PAGE:
# # # # # # #

# White top Hara's



## RiftCichlids (Jun 9, 2008)

I'm wanting to set up a tank with white top hara's and would like to hear what you have found to be good tank mates with them.


----------



## RiftCichlids (Jun 9, 2008)

I forgot to add, planning this in a 125g.


----------



## khaki (Jan 12, 2008)

*RiftCichlids*

i house mine with demasoni, yellow labs, acei


----------



## why_spyder (Mar 2, 2006)

I've got them with other _Cynotilapia_, _Labeotropheus fuelleborni_, _Labidochromis_, and various _Pseudotropheus/Metriaclima_. I have yet found a species that they haven't been able to be kept with.


----------



## cichlidaholic (Dec 7, 2005)

Mine are with Ps. Msobo Deeps, and a couple of nasty male peacocks.


----------



## Cathje (Nov 15, 2007)

I keep mine in a 100G tank:

1:4 Cynotilapia Afra "Cobue"
1:1 *Cynotilapia sp. "Hara Galireya Reef"*
2:4 Labidochromis Caeruleus "Yellow"
1:2 Melanochromis Auratus "Thumbi West"
2:5 Melanochromis Cyaenorhabdos "Maingano"
1:1 Metriaclima Aurora "Likoma"
3:11 Pseudotropheus sp. "Acei" (Msuli)
1:3 Pseudotropheus sp. "Perspicax Orange Cap"

# # # # # # #

ENTRIES SHOWN:
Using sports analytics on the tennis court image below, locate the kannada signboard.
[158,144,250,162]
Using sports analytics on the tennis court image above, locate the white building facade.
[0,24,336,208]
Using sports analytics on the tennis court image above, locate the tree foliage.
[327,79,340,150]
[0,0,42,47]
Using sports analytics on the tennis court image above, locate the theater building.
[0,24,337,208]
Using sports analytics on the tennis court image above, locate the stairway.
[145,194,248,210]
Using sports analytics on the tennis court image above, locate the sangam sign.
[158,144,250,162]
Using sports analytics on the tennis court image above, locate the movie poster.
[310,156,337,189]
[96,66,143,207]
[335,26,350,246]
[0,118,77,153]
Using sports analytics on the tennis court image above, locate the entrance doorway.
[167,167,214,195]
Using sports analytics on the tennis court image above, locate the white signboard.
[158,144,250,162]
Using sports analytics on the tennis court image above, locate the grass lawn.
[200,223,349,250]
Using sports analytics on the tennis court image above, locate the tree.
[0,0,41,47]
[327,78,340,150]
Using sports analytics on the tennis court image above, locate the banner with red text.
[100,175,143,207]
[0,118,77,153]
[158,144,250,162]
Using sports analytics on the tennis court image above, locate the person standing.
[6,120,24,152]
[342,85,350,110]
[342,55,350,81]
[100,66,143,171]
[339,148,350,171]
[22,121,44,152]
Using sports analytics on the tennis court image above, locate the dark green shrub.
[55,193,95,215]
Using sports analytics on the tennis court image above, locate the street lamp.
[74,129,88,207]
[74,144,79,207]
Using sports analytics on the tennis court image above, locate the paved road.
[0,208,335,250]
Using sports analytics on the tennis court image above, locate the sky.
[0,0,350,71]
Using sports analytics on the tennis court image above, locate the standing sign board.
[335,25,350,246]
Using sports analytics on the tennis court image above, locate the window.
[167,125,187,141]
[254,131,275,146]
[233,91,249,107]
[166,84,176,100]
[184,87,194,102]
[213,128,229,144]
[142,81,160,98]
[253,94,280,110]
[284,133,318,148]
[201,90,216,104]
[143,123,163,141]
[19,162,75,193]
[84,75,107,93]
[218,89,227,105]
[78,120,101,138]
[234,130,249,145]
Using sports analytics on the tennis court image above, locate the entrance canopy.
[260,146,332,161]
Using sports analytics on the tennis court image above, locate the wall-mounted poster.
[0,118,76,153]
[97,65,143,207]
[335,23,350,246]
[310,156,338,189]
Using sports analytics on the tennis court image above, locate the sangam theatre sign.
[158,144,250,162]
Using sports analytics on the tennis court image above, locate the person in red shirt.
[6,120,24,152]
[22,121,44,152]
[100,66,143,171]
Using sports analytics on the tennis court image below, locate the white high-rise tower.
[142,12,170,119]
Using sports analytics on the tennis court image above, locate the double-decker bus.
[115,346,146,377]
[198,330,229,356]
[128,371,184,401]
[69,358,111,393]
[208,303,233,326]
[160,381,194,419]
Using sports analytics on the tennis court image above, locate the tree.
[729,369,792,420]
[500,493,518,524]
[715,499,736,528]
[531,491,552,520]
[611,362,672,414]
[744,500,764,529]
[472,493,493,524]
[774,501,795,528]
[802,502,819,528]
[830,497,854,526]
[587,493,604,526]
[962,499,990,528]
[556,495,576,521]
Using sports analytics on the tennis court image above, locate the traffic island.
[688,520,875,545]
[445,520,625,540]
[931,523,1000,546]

# # # # # # #

STATED PROBLEM: In the white top Hara thread, what tank size does RiftCichlids say is planned for the setup?

THE REPLY: A 125g tank.